Items from a data source
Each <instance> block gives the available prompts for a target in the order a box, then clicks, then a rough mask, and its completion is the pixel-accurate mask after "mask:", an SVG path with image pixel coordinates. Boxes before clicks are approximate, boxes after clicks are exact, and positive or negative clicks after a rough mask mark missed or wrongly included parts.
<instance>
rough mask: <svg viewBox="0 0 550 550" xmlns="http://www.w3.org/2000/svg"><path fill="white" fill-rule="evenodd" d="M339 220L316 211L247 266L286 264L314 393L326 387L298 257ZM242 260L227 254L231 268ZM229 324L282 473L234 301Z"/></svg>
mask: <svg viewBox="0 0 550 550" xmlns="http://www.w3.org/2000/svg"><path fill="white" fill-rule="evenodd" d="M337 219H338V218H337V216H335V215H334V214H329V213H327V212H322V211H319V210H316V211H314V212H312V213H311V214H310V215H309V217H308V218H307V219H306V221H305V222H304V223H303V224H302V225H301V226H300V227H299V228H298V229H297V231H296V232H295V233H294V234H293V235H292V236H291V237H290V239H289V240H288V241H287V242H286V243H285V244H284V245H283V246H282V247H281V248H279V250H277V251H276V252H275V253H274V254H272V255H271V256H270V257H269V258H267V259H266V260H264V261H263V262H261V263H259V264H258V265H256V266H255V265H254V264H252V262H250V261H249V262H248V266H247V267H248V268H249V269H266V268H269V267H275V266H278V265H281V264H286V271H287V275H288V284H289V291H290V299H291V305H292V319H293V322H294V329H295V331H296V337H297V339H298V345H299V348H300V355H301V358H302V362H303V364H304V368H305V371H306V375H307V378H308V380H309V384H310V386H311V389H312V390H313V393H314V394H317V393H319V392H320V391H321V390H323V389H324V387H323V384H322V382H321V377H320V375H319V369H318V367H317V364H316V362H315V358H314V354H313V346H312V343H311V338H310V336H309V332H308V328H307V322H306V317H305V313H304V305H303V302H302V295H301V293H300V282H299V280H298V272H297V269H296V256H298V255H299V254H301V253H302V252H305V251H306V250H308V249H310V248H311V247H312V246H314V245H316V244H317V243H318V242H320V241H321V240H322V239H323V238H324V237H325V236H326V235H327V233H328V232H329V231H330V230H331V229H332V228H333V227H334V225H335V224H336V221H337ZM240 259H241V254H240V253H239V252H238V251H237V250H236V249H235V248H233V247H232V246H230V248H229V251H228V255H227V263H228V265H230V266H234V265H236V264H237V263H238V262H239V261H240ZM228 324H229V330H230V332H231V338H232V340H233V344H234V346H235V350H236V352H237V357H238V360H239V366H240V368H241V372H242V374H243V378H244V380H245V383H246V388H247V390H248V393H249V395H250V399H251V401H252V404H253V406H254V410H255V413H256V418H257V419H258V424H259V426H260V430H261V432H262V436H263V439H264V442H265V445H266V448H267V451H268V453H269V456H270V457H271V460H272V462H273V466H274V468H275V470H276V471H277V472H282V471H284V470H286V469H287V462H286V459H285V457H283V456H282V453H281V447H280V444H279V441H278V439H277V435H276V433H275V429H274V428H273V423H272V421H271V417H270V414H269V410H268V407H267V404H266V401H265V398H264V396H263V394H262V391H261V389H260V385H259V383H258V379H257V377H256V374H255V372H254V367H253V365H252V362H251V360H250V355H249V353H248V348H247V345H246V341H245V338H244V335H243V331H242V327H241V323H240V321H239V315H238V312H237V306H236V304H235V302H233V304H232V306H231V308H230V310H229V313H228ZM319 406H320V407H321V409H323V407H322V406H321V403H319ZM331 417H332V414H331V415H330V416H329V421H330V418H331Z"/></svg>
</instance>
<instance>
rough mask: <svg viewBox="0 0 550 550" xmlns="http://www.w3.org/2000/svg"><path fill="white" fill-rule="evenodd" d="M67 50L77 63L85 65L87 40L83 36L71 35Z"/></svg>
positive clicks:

__TASK BRIEF__: Reproduce every line of the listing above verbatim, from start to finish.

__SOLVED EXERCISE__:
Each <instance> block gives the available prompts for a target in the order a box, then clicks, then a rough mask, and its completion is the pixel-accurate mask after "mask:", an SVG path with image pixel coordinates. Boxes before clicks are approximate, boxes after clicks are exact, and positive or negative clicks after a rough mask mark missed or wrongly included parts.
<instance>
rough mask: <svg viewBox="0 0 550 550" xmlns="http://www.w3.org/2000/svg"><path fill="white" fill-rule="evenodd" d="M339 220L316 211L247 266L286 264L314 393L326 387L298 257ZM242 260L227 254L231 268ZM229 324L282 473L234 301Z"/></svg>
mask: <svg viewBox="0 0 550 550" xmlns="http://www.w3.org/2000/svg"><path fill="white" fill-rule="evenodd" d="M337 219H338V218H337V216H335V215H334V214H329V213H327V212H322V211H319V210H316V211H314V212H312V213H311V214H310V215H309V217H308V218H307V219H306V221H305V222H304V223H303V224H302V225H301V226H300V227H299V228H298V229H297V231H296V232H295V233H294V234H293V235H292V236H291V237H290V239H289V240H288V241H287V242H286V243H285V244H284V245H283V246H282V247H281V248H279V250H277V251H276V252H275V253H274V254H272V255H271V256H270V257H269V258H267V259H266V260H264V261H263V262H261V263H259V264H258V265H256V266H255V265H254V264H252V262H250V261H249V262H248V266H247V267H248V268H249V269H266V268H269V267H275V266H278V265H281V264H286V271H287V275H288V284H289V291H290V299H291V305H292V319H293V322H294V329H295V331H296V337H297V339H298V345H299V348H300V355H301V358H302V362H303V364H304V368H305V371H306V375H307V378H308V380H309V384H310V386H311V389H312V390H313V393H314V394H317V393H319V392H320V391H321V390H323V389H324V387H323V384H322V382H321V377H320V375H319V369H318V367H317V364H316V362H315V358H314V354H313V346H312V343H311V338H310V336H309V332H308V328H307V322H306V317H305V313H304V305H303V302H302V295H301V293H300V282H299V280H298V272H297V269H296V256H298V255H299V254H301V253H302V252H305V251H306V250H308V249H310V248H311V247H312V246H314V245H316V244H317V243H318V242H320V241H321V240H322V239H323V238H324V237H325V236H326V235H327V233H328V232H329V231H330V230H331V229H332V228H333V227H334V225H335V224H336V221H337ZM240 259H241V254H240V253H239V252H238V251H237V250H236V249H235V248H233V247H232V246H230V248H229V251H228V255H227V263H228V265H230V266H234V265H236V264H237V263H238V262H239V261H240ZM228 324H229V330H230V332H231V338H232V340H233V344H234V346H235V350H236V352H237V357H238V360H239V366H240V368H241V372H242V374H243V378H244V380H245V383H246V388H247V390H248V393H249V395H250V399H251V401H252V404H253V406H254V410H255V413H256V418H257V419H258V424H259V426H260V430H261V432H262V436H263V439H264V442H265V445H266V448H267V451H268V453H269V456H270V457H271V460H272V462H273V466H274V468H275V470H276V471H277V472H282V471H284V470H286V469H287V462H286V459H285V457H283V456H282V453H281V447H280V444H279V441H278V439H277V435H276V433H275V429H274V428H273V423H272V421H271V417H270V414H269V410H268V407H267V404H266V401H265V398H264V396H263V394H262V391H261V389H260V385H259V383H258V379H257V377H256V374H255V372H254V367H253V365H252V362H251V360H250V355H249V353H248V348H247V345H246V341H245V338H244V335H243V331H242V327H241V323H240V321H239V315H238V312H237V306H236V304H235V302H233V304H232V306H231V308H230V310H229V313H228ZM319 406H320V407H321V409H323V407H322V406H321V403H319ZM331 417H332V414H331V415H330V416H329V421H330V418H331Z"/></svg>
</instance>
<instance>
rough mask: <svg viewBox="0 0 550 550" xmlns="http://www.w3.org/2000/svg"><path fill="white" fill-rule="evenodd" d="M67 50L77 63L85 65L87 40L83 36L71 35Z"/></svg>
positive clicks:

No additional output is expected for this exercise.